WRITTEN TASK:
Copy out the records word for word, starting at the very beginning and ending with the line that contains "positive clicks: (45, 1175) (1552, 585)".

Collected data:
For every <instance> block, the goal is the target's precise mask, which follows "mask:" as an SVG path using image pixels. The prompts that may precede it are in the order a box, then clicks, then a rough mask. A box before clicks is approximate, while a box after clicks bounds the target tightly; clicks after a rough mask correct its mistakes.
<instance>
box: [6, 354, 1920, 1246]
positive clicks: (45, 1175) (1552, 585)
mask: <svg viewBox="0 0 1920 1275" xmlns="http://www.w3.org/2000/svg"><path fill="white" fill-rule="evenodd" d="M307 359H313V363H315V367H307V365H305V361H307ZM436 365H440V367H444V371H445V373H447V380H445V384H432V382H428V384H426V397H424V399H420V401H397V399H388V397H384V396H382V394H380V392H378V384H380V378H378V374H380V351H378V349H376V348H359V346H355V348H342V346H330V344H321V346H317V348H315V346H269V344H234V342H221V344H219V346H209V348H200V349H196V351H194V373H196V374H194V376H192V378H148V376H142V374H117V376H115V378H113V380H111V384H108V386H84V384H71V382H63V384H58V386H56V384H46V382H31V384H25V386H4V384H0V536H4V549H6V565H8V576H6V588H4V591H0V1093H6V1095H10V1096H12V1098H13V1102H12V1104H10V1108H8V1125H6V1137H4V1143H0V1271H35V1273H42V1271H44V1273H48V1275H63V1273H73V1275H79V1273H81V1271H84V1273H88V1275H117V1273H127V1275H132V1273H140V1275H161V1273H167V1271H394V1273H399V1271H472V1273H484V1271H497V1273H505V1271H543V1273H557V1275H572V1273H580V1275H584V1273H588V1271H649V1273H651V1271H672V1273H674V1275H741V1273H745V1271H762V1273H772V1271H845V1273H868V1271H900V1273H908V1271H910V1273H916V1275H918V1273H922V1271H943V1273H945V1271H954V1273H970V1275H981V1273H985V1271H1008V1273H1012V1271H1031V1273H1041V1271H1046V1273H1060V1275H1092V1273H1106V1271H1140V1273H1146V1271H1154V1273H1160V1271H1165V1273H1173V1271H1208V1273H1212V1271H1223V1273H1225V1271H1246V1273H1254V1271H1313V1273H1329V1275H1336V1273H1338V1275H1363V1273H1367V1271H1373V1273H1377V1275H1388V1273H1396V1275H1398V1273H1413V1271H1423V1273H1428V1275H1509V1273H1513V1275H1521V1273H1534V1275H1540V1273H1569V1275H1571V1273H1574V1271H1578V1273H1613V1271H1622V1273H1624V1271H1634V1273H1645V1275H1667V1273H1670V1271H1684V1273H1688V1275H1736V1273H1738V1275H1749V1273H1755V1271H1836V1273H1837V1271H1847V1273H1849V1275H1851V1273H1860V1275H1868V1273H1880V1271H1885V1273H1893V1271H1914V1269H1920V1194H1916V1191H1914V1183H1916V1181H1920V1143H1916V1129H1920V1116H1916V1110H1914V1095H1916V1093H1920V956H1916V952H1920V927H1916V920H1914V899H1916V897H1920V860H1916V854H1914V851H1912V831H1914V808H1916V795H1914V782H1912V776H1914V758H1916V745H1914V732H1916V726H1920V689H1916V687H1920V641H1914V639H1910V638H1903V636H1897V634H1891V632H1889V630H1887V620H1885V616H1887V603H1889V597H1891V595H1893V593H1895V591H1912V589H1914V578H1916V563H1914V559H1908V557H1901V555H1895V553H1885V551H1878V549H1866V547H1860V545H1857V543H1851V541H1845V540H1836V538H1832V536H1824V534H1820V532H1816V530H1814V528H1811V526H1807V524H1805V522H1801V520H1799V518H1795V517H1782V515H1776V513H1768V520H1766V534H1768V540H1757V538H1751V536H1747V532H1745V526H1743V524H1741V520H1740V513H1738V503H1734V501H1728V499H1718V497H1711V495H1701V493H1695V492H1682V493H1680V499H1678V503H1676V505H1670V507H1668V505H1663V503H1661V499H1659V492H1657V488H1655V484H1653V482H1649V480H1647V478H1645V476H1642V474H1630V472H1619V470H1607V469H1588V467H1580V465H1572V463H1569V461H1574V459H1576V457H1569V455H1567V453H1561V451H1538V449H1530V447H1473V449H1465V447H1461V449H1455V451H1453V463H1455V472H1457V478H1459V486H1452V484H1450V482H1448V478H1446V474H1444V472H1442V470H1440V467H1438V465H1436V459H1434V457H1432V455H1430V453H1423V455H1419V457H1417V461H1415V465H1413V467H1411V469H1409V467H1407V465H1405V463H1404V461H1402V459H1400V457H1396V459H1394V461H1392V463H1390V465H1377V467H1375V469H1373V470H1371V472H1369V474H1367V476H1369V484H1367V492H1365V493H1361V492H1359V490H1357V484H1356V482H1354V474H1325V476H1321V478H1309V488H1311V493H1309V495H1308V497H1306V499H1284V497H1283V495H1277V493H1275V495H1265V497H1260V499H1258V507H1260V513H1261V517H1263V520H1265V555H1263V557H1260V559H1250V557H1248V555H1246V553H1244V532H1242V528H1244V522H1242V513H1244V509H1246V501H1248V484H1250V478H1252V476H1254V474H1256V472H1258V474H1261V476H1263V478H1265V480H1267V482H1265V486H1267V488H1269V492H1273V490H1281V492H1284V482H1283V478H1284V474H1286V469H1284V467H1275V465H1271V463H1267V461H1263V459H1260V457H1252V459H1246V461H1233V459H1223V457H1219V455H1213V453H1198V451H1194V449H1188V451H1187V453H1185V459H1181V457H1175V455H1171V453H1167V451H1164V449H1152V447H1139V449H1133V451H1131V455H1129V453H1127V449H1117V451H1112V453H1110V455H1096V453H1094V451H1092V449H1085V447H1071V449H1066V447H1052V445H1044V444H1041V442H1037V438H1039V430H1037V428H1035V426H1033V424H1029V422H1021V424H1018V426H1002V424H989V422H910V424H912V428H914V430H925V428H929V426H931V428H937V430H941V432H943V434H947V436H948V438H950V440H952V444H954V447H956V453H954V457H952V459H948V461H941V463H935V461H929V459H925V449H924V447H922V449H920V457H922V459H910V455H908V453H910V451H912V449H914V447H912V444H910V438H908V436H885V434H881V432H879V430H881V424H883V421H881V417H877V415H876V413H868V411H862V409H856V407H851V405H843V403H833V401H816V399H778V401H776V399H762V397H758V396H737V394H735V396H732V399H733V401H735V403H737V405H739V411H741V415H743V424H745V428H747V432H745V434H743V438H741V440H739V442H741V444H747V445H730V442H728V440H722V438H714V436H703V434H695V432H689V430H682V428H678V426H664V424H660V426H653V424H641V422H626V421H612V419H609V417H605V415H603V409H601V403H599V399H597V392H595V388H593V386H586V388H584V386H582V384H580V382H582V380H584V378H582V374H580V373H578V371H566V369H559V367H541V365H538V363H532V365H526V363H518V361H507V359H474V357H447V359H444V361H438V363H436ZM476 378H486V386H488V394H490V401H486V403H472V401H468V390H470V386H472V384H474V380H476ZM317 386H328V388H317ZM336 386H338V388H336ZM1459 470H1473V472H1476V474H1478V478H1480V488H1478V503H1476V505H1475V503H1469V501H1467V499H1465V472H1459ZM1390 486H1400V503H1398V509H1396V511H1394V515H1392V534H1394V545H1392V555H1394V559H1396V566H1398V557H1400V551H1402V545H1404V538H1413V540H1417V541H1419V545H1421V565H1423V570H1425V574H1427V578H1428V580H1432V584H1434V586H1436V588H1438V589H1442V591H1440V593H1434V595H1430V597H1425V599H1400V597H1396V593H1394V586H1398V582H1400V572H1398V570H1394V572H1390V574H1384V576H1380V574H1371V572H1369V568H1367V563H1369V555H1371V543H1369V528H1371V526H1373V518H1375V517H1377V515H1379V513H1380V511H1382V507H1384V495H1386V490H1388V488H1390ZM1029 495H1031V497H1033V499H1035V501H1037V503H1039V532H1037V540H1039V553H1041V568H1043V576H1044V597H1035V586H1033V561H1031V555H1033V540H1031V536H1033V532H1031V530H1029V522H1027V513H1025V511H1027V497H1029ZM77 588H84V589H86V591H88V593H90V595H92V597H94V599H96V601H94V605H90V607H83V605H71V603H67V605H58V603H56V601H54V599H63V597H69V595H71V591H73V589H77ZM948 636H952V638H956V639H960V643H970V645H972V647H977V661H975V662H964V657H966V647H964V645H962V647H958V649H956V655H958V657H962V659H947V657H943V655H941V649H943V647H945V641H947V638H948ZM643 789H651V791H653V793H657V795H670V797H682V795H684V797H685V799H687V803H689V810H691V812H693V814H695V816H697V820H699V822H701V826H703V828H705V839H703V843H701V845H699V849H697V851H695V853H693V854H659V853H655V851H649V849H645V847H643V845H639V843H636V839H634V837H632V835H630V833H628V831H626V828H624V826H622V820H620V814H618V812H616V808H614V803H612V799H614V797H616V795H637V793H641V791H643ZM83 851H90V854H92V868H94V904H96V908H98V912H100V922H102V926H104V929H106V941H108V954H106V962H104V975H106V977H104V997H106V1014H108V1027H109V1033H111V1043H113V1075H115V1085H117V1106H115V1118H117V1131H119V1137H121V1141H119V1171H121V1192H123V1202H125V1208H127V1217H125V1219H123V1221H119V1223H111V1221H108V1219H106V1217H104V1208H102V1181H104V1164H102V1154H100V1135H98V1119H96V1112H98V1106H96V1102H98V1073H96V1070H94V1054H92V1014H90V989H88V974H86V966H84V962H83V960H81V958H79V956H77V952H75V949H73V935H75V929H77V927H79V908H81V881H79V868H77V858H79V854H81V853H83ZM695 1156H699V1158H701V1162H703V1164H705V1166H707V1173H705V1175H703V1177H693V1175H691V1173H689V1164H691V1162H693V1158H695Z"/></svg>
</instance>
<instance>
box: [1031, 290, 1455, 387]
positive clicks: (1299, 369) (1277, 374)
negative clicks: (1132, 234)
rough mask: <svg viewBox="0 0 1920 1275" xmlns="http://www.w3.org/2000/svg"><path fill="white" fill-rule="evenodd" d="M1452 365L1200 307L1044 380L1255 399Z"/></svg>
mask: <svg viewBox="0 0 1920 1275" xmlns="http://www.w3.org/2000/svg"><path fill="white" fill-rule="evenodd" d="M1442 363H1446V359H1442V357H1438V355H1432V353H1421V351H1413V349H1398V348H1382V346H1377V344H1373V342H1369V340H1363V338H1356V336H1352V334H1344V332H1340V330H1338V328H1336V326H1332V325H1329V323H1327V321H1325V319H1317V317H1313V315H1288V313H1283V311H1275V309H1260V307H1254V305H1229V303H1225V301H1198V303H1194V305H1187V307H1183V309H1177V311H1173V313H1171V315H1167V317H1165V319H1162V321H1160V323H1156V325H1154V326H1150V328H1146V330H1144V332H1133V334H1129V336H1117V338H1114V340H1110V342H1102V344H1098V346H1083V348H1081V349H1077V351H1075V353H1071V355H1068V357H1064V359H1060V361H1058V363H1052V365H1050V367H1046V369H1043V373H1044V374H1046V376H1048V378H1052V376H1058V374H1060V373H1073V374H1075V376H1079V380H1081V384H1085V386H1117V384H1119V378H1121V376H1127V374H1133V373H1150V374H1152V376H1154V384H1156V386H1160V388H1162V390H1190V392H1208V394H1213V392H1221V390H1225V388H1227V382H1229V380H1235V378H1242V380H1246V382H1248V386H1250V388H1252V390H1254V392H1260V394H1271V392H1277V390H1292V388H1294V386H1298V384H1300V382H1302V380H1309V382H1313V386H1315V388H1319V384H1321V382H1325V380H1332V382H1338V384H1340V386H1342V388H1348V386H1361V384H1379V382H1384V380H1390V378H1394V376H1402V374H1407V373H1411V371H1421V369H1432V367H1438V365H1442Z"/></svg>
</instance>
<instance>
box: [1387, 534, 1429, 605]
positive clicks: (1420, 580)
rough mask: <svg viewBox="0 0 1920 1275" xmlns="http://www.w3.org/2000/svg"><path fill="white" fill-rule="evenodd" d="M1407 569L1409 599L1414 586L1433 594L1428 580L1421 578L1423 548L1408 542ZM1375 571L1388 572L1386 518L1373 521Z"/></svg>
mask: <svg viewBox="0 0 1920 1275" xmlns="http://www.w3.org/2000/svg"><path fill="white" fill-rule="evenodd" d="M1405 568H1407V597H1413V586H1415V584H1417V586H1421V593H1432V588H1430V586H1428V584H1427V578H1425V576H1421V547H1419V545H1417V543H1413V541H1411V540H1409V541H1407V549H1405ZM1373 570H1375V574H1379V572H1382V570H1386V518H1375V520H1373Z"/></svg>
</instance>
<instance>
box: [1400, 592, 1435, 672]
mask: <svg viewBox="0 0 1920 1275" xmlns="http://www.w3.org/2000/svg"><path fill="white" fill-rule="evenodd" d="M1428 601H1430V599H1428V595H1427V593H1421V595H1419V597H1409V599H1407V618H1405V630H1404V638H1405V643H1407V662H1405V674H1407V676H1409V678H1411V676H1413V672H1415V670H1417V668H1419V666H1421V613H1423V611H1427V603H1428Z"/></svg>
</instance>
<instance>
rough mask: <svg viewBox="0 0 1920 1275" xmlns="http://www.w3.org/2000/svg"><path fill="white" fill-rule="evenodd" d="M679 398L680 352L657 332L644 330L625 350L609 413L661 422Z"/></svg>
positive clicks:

ANSWER BOX:
For every <instance> block, the goal is the target's precise mask, which follows "mask:" as an SVG path using image pixels. The prompts that may precede it are in the order a box, then clicks, then a rough mask. A box before clicks is approximate, while a box after clicks bounds the target tightly; clicks after a rough mask correct its mistakes.
<instance>
box: [6, 354, 1920, 1246]
positive clicks: (45, 1175) (1552, 585)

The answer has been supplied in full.